### PROBLEM TO SOLVE
In the material that follows, how many lines contain the string "below"? Reply with the number alone.

### RECORD EXCERPTS
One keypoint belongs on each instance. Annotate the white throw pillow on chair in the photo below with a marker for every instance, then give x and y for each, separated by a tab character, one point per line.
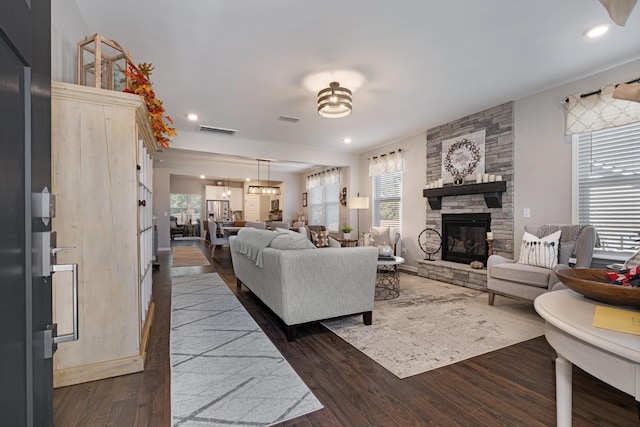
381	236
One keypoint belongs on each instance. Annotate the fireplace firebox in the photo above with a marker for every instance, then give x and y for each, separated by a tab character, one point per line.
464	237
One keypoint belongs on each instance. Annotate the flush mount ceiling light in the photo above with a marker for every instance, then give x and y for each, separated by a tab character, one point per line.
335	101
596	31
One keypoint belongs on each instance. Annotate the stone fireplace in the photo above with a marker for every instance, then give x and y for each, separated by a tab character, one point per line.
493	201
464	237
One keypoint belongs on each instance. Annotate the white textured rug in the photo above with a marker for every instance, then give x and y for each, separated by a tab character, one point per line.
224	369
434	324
...
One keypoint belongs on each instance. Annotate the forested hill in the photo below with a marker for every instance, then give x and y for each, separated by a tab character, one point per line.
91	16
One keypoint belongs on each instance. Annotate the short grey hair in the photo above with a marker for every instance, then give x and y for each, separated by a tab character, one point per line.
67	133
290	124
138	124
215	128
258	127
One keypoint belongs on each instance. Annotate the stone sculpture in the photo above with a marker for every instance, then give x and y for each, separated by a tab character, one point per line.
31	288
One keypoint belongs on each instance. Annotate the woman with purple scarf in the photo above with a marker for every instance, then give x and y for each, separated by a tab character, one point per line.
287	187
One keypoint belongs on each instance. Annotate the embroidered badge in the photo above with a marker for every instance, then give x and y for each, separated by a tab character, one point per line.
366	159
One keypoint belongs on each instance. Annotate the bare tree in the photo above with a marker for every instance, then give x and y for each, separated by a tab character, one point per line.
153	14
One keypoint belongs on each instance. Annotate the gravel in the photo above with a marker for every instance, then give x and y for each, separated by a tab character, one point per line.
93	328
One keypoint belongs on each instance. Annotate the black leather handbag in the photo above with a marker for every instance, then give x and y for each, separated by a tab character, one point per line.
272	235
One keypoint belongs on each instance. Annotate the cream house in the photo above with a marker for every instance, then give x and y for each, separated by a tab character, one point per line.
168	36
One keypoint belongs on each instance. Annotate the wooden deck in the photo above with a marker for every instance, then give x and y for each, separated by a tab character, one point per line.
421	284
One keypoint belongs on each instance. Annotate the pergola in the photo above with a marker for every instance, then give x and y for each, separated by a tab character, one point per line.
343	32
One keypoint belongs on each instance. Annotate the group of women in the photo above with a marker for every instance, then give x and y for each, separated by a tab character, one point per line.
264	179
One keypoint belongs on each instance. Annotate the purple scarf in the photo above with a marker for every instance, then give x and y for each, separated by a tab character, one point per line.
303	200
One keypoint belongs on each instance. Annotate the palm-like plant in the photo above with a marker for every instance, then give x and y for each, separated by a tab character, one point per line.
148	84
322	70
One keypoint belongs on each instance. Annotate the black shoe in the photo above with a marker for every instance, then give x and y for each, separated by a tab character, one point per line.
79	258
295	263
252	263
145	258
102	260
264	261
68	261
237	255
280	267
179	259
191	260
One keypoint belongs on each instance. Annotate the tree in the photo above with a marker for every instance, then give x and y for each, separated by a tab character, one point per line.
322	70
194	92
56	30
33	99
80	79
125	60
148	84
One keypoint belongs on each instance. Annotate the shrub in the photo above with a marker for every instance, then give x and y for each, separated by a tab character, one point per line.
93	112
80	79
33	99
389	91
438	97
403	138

### TASK RESULT
2